**OBJECTIVE A**
Reproduce the lines of the records below, starting at the beginning of the records and ending after the line that contains "[0,88,135,129]". Leave the pictures out of your answer.

The present disclosure is related to a method for manufacturing a semiconductor device comprising the following steps: providing a semiconductor body having a front side and a back side opposite to the front side, a device region within the semiconductor body at the front side, wherein the device region comprises at least one lateral semiconductor element; and a first doped region of a second conductivity type between the device region and the back side, wherein the first doped region overlaps first portions of the back side; Forming at least one second doped region within the semiconductor body, wherein the at least one second doped region overlaps second portions of the back side, wherein the first doped region is arranged between the device region and the at least one second doped region; and Forming an insulating layer at least partly covering the back side of the semiconductor body. The at least one second doped region differs from the first doped region in at least one of the doping concentration by at least 20%, and/or the conductivity type of the doping. Both the first portions of the back side and the second portions of the back side laterally overlap with the insulating layer.

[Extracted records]
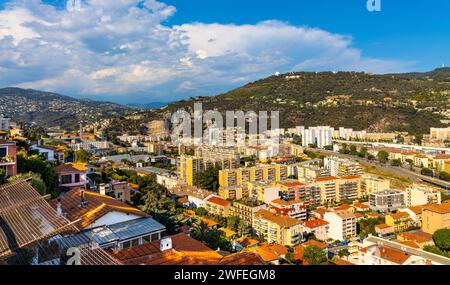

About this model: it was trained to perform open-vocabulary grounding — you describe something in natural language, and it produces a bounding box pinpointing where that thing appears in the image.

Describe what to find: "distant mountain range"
[0,68,450,133]
[0,88,135,129]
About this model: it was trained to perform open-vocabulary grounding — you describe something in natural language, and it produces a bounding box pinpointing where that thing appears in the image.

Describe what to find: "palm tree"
[192,221,209,242]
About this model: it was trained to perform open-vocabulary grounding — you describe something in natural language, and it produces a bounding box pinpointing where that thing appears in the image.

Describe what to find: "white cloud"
[0,0,414,102]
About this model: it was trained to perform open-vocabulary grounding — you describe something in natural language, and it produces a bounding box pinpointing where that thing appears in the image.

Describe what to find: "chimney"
[159,237,172,251]
[56,199,62,216]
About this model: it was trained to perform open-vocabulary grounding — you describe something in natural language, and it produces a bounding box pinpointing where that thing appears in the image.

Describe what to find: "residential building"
[252,207,303,246]
[324,156,364,176]
[51,189,165,250]
[230,199,267,226]
[369,189,406,212]
[304,219,330,241]
[55,163,88,189]
[422,202,450,234]
[0,131,17,177]
[384,212,410,233]
[205,196,231,218]
[219,164,289,187]
[301,126,334,148]
[269,199,308,221]
[323,211,356,241]
[361,174,391,197]
[248,181,280,204]
[178,155,239,187]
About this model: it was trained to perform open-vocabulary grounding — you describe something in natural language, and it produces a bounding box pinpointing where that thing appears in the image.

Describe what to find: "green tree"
[439,171,450,181]
[433,229,450,251]
[75,149,91,163]
[194,167,219,192]
[302,245,328,265]
[377,150,389,163]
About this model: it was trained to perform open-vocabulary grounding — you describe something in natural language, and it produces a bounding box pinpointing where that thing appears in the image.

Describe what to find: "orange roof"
[280,181,307,187]
[400,240,420,248]
[255,210,301,227]
[316,176,338,182]
[51,189,149,228]
[305,219,328,229]
[341,175,361,180]
[236,237,259,247]
[388,212,409,219]
[375,224,392,230]
[272,199,303,206]
[207,197,231,207]
[423,203,450,214]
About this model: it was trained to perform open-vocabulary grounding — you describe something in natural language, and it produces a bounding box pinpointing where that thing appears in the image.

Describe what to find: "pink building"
[55,163,87,189]
[0,131,17,176]
[305,219,329,241]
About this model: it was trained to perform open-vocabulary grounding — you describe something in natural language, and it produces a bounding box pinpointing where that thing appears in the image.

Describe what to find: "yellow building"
[422,203,450,234]
[205,197,231,218]
[385,212,410,233]
[219,164,288,187]
[230,200,266,226]
[178,155,239,186]
[253,207,303,246]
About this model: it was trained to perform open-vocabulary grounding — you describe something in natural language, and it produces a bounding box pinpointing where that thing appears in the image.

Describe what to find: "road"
[308,146,450,191]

**OBJECTIVE B**
In the semiconductor manufacturing text, when the second doped region differs from the first doped region in doping concentration, by at least how much does it differ?

**TASK RESPONSE A**
About this model: it was trained to perform open-vocabulary grounding — you describe something in natural language, and it produces a bounding box pinpointing where that thing appears in the image.

Describe what to find: "distant mountain range"
[0,68,450,133]
[0,88,135,129]

**TASK RESPONSE B**
By at least 20%.